• Selection
** Begin **

On Slide seven, turning to our outlook for fiscal year 2021. We anticipate net sales to increase in the mid- to high 40% range attributed to both organic growth and acquisitions. Our previous sales guidance was in the mid-40% range. A little more than half of the growth for the year is expected to come from the Elkhart and Trilogy acquisition. Elkhart's annual net sales at the time of acquisition were approximately $100 million and Trilogy's annual net sales were roughly $35 million. While rising input costs and labor pressures continue to impact our profit growth and margins during the third quarter, we are seeing signs of resin cost easing and are cautiously optimistic it will begin to decline as we move through the fourth quarter. This, combined with additional pricing actions affected in the fourth quarter should result in a favorable price-to-cost relationship for the quarter. Taking these considerations into account, we are reaffirming our 2021 outlook for adjusted EPS of $0.90 to $1.05 per share.

Our guidance reflects a weighted average share count of 36.5 million shares and the addition of the newly acquired Trilogy business. As a reminder, Trilogy is expected to be only slightly accretive to EPS in the current fiscal year. Our key modeling assumptions include depreciation and amortization expenses of approximately $22 million and capex of approximately $16 million to $19 million, up slightly from our previous capex guidance of $15 million to $18 million. capex is expected to trend higher than past years with our renewed focus of investing in our facilities and improving our capacity along with the addition of Elkhart and Trilogy. The effective tax rate is forecast to approximate 26%.

In closing, while the short term continues to be impacted by macroeconomic factors, our fundamentals remain intact. We are extremely pleased with the demand for our portfolio of products along with our ability to pass along the value proposition they bring through pricing actions. We are making solid progress on our One Myers initiative, which Mike will share with you momentarily. With that, let me thank the Myers team for their relentless efforts and turn the call back over to Mike to provide an update on our strategy.

Mike McGaugh -- President and Chief Executive Officer

Thanks, Sonal. Starting on Slide eight. It's been a little more than a year since I first introduced our long-term road map and broader One Myers strategy. I'm very proud of the considerable progress we've made to date. I have a lot of passion for this company, our company, I see the upside and the opportunity every day. We're currently well into the middle innings on Horizon one of our transformation. As a company, we are aligned and centered on our true north, our mission, which is to transform our Material Handling segment into a high-growth business as the true innovator of engineered plastic solutions while we also continue to grow and optimize our Distribution segment. As I outlined in the past, Horizon one is built on driving self-help initiatives to improve profitability and then using these proceeds to fund organic growth through sales and commercial excellence and bolt-on programmatic M&A. We've made meaningful progress across each of these areas.

As we continue to execute the remainder of Horizon 1, we'll have the necessary foundation, knowledge and track record to move into Horizon two. We will continue with the self-help and organic growth efforts, but will use the enterprise level M&A to create shareholder value. After the completion of Horizon two, we will transition into Horizon three, where we approach M&A on more of a global scale. Our One Myers vision and the associated transformation of our business is rooted in our ultimate goal of maximizing long-term value creation for our shareholders, we believe, will be achieved as we execute on this plan.

** End **

In the earnings call excerpt, what is the forecast effective tax rate? The data that comes next is from a separate source.

• Data
** Begin **

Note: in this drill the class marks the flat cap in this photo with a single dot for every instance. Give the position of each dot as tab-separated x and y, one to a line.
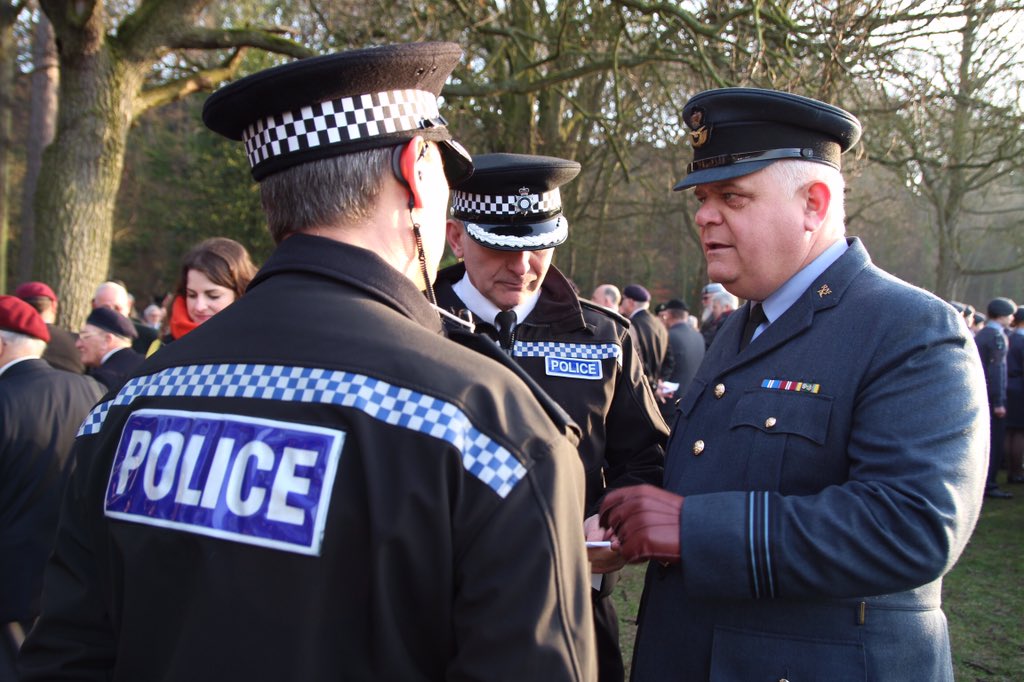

** End **

• Reply
About 26%.